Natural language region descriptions
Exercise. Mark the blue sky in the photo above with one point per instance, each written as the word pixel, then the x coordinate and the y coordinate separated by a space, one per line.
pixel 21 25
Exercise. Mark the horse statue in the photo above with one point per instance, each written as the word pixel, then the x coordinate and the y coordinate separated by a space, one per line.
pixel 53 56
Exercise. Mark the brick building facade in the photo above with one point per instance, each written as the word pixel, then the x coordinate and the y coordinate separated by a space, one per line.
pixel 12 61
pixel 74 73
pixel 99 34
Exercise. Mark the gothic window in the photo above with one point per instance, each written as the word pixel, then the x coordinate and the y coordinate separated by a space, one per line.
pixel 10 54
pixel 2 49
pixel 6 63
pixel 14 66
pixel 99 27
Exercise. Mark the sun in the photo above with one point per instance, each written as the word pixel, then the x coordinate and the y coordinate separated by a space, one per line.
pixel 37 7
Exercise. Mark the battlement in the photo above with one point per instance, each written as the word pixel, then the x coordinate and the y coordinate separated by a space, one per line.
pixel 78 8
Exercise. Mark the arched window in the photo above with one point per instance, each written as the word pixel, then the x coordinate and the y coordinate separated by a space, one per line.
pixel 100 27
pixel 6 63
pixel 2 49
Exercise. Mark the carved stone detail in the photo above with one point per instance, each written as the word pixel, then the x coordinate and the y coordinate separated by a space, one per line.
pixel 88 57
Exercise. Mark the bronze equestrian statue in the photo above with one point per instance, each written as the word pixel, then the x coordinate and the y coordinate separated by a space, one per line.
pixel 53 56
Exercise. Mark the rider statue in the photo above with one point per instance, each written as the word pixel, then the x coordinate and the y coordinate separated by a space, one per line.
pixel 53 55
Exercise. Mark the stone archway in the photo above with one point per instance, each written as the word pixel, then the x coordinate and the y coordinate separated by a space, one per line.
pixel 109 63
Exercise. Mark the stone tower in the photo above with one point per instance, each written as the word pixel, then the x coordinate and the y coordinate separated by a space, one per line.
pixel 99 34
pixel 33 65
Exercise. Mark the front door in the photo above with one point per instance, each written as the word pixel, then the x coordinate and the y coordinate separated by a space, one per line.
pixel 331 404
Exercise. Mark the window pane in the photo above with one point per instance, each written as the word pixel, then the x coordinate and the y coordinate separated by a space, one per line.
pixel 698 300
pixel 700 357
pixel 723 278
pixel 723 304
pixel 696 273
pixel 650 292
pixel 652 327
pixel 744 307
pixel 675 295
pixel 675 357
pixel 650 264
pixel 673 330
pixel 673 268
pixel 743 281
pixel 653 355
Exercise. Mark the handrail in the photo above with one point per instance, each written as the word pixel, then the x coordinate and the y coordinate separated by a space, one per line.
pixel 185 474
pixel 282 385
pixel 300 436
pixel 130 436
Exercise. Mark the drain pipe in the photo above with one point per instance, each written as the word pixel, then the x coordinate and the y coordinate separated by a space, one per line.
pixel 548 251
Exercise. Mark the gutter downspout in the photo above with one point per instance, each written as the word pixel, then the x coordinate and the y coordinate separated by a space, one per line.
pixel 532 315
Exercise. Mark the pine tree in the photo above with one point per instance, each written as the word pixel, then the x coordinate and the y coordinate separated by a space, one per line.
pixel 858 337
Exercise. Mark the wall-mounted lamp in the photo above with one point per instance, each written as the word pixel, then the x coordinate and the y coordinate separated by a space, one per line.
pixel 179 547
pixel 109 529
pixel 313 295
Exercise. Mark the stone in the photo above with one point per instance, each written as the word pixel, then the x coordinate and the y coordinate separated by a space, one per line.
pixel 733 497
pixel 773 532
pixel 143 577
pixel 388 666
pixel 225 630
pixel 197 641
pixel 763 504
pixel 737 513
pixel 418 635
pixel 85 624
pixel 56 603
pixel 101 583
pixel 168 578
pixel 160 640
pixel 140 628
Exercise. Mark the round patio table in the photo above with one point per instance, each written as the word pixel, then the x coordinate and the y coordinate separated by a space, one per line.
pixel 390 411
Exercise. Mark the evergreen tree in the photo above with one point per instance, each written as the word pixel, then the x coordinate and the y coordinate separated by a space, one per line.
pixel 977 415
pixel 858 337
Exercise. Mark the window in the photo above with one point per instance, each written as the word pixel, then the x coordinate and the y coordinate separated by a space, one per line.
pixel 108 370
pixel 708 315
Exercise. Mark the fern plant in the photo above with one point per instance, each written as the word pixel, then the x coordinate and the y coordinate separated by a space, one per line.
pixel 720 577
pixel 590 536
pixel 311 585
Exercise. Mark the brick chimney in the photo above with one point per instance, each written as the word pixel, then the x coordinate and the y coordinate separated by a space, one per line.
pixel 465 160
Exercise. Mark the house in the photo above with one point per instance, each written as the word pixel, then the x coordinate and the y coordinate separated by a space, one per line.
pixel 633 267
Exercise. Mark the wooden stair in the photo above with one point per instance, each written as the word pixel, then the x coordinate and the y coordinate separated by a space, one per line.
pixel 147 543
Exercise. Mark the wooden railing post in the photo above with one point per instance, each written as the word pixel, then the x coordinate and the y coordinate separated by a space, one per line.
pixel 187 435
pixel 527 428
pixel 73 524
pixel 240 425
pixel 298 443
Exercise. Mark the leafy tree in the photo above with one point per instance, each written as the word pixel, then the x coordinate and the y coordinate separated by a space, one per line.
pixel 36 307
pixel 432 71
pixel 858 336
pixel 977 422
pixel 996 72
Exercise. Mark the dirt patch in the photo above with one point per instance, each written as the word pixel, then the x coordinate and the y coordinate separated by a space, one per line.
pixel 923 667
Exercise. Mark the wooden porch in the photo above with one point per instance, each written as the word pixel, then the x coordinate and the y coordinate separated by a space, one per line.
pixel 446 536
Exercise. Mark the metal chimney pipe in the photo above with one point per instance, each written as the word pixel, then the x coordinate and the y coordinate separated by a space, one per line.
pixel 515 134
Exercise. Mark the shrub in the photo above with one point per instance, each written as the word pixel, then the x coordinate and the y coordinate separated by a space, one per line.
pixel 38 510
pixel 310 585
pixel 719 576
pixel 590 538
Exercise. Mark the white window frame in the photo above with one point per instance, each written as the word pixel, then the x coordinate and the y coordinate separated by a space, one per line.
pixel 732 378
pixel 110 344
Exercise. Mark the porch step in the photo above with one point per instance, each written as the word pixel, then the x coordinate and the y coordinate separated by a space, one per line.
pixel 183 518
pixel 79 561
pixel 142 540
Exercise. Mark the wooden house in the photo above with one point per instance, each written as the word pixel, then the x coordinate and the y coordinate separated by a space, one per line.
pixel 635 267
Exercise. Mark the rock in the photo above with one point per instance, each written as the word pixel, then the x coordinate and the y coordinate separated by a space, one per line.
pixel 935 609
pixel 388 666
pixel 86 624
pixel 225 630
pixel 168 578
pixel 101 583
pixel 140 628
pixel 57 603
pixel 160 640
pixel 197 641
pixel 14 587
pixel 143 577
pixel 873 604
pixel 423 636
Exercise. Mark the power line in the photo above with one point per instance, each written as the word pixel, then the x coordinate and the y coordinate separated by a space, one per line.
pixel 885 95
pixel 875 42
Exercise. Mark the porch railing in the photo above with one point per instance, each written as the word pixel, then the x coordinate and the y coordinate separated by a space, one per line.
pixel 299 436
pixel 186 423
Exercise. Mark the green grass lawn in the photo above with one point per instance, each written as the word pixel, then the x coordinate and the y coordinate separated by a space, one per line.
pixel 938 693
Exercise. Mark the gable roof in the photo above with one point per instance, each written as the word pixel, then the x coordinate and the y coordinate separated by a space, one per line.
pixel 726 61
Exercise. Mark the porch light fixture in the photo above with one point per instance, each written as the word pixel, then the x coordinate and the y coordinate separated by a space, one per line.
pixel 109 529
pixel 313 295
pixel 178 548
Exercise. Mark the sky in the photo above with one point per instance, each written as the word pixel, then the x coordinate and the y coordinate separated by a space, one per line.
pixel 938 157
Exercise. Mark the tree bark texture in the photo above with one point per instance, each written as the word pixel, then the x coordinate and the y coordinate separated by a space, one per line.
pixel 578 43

## What the exercise asks
Please repeat the lines above exactly, beginning with the line that contains "Exercise. Mark the green" and ending with the final one.

## Completed task
Exercise. Mark the green grass lawn in the photo above with one point per instance, each written as the word pixel, then the x coordinate and the y coordinate separated by a space, one per line.
pixel 938 693
Exercise. Mark the gable roof in the photo above with one point per instance, each written as the word pixel, then the x coordinate and the y coordinate separated by a space, one per line.
pixel 726 61
Exercise. Mark the porch light fixture in the photo above with one point per instance, each written as the word pixel, then the x coordinate and the y coordinate separated by a space, one per line.
pixel 109 529
pixel 313 295
pixel 178 548
Exercise. Mark the sky in the photo above with one point per instance, each written as the word pixel, then the x coordinate and the y coordinate separated by a space, one per line.
pixel 938 157
Exercise. Mark the tree bark texture in the photo above with one point per instance, each written as the word pixel, then the x coordinate and the y coordinate separated by a space, one per line.
pixel 578 43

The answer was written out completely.